*EXERCISE TASK:*
Extract and copy every line below that contains the string "green". Matching is case-sensitive.

[Rows from a box-labeling dataset]
— start —
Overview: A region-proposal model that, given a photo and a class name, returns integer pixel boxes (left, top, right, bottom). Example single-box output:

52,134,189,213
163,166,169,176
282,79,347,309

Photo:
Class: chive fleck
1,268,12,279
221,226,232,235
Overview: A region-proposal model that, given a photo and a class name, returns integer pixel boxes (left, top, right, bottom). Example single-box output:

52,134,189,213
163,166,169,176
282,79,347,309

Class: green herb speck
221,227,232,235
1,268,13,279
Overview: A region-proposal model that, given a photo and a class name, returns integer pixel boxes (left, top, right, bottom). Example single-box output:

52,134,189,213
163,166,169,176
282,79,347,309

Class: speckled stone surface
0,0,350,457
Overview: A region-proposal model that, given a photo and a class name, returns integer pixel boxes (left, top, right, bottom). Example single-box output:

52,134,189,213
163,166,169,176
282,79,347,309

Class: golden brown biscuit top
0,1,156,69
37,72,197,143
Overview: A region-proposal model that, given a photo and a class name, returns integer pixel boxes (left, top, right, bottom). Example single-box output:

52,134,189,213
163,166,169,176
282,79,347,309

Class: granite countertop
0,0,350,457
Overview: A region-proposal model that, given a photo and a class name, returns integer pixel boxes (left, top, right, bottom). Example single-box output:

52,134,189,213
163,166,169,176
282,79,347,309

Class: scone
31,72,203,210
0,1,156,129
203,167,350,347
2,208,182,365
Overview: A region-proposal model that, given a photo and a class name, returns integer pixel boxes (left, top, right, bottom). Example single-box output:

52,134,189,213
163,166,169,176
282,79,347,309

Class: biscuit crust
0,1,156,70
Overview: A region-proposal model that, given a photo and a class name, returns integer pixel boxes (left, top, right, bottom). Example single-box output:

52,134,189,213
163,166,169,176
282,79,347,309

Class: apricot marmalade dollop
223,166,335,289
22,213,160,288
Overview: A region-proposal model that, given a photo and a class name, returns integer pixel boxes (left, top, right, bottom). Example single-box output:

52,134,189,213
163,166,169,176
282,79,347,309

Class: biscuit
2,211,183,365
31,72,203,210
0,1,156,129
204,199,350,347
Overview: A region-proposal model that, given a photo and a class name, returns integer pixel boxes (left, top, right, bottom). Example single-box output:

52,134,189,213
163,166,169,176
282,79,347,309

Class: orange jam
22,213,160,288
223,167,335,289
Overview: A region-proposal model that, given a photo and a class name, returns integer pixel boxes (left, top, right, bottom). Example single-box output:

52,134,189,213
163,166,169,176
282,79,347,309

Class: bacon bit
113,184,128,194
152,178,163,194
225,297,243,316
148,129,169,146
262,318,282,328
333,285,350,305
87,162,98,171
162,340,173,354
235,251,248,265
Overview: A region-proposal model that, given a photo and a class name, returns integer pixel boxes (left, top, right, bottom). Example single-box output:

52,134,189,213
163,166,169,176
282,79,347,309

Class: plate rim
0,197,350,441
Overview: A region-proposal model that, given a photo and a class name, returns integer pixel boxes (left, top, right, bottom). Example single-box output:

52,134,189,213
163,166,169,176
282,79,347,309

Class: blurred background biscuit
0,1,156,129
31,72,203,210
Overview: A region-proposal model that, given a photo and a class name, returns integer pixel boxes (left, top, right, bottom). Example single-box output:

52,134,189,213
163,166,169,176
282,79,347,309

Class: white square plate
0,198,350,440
— end —
— start —
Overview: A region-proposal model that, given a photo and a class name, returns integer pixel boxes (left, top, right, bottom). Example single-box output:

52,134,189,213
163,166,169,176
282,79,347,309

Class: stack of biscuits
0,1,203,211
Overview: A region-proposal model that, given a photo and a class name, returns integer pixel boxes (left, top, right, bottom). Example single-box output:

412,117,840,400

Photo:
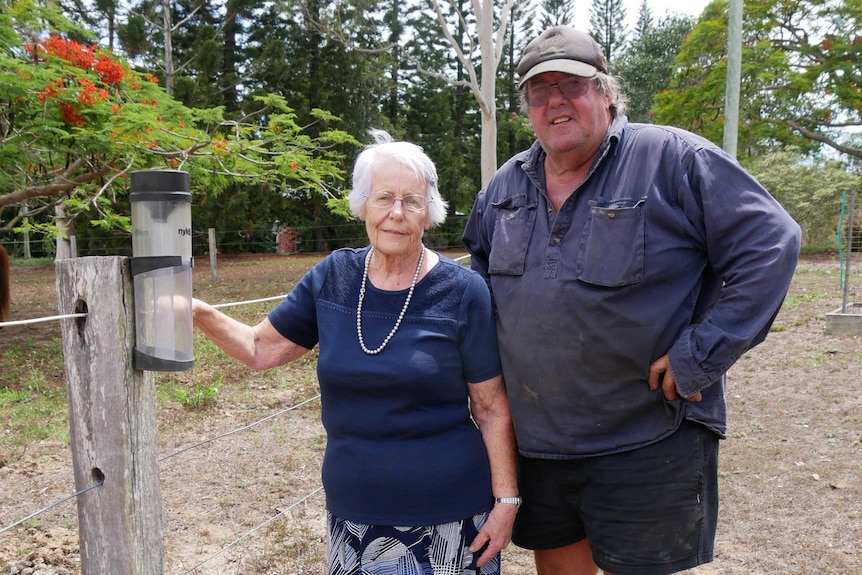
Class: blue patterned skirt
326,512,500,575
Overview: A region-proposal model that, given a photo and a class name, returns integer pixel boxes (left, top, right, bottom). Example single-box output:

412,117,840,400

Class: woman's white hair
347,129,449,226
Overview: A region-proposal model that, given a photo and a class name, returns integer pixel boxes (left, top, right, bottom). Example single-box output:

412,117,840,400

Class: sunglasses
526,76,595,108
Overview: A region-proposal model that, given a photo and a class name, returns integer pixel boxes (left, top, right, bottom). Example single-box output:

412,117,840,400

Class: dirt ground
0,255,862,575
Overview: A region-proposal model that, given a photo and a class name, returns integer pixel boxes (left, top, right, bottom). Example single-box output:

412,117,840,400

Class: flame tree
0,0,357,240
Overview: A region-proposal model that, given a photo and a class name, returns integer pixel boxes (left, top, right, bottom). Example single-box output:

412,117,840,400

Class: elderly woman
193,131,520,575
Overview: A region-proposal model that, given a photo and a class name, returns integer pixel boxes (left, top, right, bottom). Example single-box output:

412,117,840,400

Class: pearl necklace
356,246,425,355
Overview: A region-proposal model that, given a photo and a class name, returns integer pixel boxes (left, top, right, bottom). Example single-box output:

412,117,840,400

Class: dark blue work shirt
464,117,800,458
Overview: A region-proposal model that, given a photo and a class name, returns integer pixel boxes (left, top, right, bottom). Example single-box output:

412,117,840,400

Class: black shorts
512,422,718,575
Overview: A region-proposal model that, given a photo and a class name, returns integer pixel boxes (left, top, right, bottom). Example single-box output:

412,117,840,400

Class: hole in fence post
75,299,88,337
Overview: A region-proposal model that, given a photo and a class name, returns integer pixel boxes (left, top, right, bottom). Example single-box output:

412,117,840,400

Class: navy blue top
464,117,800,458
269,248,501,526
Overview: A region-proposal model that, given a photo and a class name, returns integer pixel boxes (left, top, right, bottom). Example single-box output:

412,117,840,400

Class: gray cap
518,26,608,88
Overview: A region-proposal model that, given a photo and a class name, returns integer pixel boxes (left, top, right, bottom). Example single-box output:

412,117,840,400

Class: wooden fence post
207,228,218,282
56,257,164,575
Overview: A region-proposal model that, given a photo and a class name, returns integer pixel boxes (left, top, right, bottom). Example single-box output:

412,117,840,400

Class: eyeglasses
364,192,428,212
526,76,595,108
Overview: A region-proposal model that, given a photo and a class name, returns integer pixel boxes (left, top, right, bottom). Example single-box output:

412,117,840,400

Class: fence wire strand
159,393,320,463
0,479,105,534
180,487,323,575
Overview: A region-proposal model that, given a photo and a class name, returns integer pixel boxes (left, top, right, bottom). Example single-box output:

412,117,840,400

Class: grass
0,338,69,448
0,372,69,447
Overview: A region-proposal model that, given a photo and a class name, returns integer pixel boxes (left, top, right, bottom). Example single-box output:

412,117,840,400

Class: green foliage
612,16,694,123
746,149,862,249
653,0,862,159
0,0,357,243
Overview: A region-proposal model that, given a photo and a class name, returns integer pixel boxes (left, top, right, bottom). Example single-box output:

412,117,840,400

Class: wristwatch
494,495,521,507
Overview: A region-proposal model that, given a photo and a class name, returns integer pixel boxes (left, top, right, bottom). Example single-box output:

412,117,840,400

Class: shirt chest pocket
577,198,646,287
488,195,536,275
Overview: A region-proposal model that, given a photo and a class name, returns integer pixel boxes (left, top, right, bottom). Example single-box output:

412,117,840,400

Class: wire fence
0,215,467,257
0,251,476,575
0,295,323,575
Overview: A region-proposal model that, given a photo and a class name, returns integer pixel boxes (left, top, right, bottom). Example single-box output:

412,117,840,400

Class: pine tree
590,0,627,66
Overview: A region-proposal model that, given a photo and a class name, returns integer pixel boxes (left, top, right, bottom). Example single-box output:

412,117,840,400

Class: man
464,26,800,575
— end —
— start —
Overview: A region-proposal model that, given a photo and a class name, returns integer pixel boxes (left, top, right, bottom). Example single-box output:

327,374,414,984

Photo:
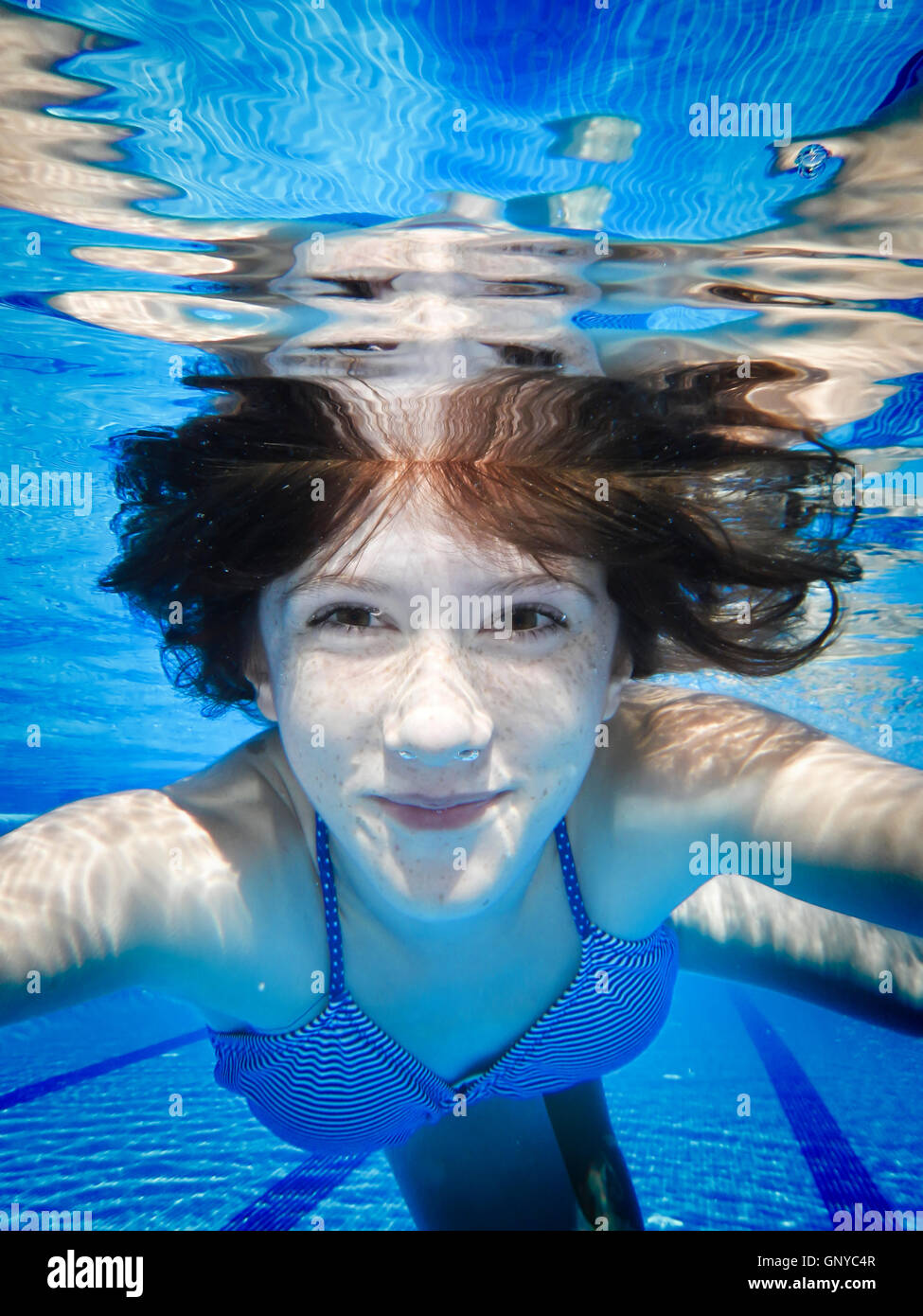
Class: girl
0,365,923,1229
— end —
*SOLUTION FOR THIS EXERCISE:*
Class: green herb speck
Class: green foliage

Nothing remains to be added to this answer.